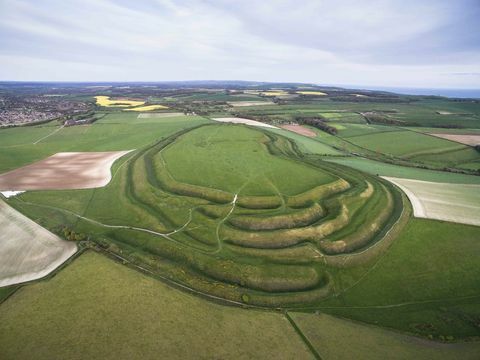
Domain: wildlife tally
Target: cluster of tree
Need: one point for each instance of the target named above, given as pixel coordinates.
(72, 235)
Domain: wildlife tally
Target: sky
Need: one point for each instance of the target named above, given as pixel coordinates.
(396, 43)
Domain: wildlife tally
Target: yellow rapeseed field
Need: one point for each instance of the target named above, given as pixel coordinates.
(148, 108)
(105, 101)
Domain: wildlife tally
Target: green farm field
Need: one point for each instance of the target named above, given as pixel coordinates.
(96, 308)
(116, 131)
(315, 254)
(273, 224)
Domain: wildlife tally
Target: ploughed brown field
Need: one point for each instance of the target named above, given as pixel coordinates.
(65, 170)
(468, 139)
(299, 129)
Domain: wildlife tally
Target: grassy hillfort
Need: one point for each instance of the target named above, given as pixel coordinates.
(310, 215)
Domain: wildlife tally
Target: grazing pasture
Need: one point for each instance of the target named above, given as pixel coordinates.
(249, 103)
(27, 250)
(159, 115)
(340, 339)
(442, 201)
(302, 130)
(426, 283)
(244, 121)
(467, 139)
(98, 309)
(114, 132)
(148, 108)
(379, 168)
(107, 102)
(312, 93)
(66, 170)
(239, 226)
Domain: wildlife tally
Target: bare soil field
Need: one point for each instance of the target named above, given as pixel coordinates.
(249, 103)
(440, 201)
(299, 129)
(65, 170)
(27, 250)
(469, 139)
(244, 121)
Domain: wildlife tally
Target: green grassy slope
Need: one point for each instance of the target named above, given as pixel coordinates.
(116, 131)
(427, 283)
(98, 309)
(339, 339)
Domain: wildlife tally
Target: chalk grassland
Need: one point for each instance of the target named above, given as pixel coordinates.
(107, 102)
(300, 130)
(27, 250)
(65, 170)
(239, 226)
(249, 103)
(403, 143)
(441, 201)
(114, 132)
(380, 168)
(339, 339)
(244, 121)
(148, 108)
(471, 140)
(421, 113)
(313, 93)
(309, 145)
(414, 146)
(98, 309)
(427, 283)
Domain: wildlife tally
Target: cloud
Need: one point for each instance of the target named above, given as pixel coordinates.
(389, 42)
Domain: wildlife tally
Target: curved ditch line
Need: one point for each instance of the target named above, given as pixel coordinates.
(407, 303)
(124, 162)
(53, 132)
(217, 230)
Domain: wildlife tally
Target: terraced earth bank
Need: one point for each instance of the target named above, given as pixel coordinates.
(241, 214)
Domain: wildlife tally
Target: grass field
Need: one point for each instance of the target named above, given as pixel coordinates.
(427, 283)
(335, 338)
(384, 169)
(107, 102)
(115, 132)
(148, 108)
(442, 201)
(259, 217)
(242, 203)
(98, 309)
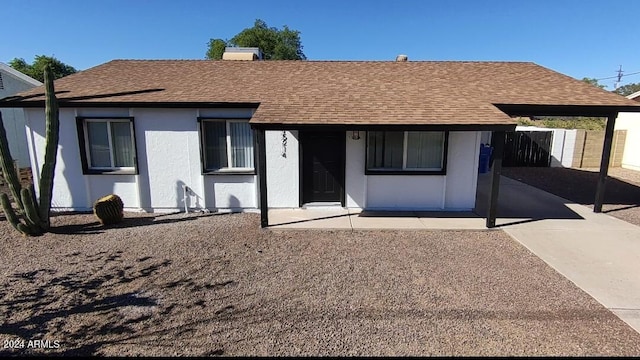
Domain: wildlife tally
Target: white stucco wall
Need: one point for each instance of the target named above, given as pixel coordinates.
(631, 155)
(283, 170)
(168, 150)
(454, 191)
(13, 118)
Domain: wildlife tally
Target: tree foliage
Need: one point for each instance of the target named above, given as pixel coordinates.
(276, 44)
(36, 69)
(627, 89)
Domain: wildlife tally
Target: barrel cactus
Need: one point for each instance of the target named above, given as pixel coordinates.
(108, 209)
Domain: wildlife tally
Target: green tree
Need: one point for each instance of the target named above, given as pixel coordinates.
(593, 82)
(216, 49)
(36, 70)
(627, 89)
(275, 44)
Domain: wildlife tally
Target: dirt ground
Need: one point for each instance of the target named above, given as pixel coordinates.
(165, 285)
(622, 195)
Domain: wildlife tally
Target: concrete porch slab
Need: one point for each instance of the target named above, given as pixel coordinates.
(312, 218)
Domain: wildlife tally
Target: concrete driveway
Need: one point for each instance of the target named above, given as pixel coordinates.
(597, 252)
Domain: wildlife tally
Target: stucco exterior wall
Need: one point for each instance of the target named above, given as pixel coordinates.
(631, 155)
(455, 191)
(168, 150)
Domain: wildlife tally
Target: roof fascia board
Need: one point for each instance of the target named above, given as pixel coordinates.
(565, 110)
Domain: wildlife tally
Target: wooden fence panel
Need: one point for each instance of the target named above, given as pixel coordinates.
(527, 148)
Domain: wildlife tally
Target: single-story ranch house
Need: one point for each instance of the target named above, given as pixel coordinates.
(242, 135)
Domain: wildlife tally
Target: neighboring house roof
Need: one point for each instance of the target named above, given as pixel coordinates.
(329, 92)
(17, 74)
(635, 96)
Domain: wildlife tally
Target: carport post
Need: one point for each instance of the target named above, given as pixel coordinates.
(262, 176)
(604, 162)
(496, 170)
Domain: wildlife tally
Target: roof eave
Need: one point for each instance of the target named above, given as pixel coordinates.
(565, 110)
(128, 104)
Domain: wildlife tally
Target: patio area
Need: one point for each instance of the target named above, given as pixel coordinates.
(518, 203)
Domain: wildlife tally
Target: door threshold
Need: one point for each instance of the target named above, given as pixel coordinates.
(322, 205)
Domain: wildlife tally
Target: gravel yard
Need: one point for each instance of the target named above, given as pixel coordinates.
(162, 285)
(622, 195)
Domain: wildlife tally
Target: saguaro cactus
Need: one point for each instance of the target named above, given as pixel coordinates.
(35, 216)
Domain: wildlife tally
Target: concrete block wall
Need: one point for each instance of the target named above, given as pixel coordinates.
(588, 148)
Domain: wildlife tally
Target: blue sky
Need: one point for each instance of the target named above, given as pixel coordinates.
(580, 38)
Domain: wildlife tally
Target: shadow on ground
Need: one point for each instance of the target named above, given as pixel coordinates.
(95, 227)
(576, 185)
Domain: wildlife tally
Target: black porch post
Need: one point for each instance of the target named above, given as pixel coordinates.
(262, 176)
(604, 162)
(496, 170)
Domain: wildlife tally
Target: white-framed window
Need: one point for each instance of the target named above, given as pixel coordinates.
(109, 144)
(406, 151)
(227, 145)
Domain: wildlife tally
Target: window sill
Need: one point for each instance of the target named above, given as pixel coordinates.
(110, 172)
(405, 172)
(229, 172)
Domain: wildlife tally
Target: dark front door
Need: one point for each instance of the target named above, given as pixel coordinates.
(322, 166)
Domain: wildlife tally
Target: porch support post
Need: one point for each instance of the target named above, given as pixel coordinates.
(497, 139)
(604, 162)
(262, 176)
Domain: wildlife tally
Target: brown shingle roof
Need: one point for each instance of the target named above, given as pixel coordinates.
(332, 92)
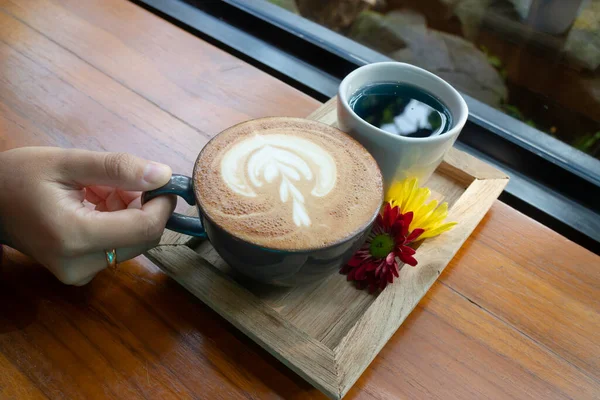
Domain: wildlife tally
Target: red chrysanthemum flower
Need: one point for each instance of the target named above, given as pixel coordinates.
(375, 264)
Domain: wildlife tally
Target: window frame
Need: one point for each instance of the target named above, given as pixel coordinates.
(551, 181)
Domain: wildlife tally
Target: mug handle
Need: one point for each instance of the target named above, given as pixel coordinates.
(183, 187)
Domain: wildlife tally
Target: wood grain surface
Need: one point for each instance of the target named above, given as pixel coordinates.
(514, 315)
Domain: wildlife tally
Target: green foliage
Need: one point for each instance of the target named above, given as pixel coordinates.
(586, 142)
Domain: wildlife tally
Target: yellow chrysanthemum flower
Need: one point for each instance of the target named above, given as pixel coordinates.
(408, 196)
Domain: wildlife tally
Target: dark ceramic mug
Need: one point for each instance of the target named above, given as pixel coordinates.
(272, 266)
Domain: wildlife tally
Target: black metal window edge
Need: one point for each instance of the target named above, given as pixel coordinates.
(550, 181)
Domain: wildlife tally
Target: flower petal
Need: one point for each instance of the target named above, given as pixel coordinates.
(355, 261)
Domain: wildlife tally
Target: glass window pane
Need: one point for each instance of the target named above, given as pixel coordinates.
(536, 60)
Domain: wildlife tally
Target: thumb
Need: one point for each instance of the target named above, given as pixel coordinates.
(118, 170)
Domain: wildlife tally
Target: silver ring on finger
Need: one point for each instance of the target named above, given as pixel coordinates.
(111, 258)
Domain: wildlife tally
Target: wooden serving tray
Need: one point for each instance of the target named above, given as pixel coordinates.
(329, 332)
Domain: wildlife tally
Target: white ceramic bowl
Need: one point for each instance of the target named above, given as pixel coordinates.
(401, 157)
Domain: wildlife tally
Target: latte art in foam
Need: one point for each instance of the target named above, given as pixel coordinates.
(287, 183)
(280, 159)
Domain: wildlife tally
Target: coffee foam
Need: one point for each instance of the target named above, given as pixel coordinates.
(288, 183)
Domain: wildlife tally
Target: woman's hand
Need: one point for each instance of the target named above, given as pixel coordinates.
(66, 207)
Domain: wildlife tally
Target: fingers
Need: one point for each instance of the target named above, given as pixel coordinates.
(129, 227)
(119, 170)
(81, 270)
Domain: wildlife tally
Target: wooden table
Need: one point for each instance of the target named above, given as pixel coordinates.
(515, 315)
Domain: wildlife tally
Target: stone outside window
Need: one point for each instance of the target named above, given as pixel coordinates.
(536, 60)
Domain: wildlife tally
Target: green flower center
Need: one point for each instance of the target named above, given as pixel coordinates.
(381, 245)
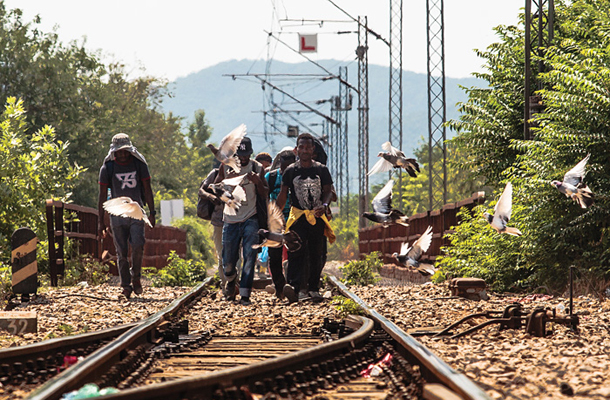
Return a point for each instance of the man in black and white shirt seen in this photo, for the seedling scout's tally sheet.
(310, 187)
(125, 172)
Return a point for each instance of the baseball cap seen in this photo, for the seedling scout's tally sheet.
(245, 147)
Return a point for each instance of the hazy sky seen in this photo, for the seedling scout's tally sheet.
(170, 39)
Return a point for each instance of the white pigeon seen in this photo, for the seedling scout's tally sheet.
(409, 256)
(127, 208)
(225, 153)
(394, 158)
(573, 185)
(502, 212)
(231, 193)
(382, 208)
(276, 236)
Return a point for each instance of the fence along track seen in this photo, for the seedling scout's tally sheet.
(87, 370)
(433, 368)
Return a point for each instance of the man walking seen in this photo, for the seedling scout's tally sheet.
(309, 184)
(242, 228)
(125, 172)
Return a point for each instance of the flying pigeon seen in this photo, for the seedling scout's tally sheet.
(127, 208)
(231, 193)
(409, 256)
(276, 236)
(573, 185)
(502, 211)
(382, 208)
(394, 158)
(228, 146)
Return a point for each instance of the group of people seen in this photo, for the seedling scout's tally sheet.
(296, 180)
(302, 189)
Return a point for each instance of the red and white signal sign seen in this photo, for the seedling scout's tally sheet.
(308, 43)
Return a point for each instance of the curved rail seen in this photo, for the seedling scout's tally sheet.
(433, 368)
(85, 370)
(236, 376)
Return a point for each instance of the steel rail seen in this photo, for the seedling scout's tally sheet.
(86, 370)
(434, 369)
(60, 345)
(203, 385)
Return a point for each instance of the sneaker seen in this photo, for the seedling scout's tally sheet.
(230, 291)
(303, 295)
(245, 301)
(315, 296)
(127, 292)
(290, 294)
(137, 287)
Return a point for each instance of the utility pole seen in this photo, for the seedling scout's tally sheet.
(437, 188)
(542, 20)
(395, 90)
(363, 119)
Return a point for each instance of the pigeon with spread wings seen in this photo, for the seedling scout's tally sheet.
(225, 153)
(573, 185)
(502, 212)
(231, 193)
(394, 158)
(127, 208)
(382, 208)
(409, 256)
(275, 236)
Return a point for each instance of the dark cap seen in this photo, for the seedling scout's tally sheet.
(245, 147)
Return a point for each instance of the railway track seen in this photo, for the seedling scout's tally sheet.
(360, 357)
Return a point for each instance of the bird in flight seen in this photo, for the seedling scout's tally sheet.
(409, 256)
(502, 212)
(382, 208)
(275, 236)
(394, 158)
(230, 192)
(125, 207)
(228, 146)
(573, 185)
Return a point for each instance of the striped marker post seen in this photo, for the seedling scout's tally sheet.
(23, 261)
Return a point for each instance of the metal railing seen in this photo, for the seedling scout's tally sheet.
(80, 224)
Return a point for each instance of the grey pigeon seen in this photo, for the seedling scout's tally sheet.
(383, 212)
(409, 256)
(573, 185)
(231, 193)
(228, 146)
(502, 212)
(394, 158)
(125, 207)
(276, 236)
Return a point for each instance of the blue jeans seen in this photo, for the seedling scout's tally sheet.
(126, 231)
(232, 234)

---*---

GOAL OF THE EXERCISE: Begin at the first line of the entries and end at the line containing "Target: sky": write out each line exactly, skipping pictures.

ANSWER FOR THE TASK:
Domain: wildlife tally
Target: cluster of tree
Need: one point for each instance of the target named above, given as pixel coordinates.
(72, 235)
Domain: wildlife tally
Target: sky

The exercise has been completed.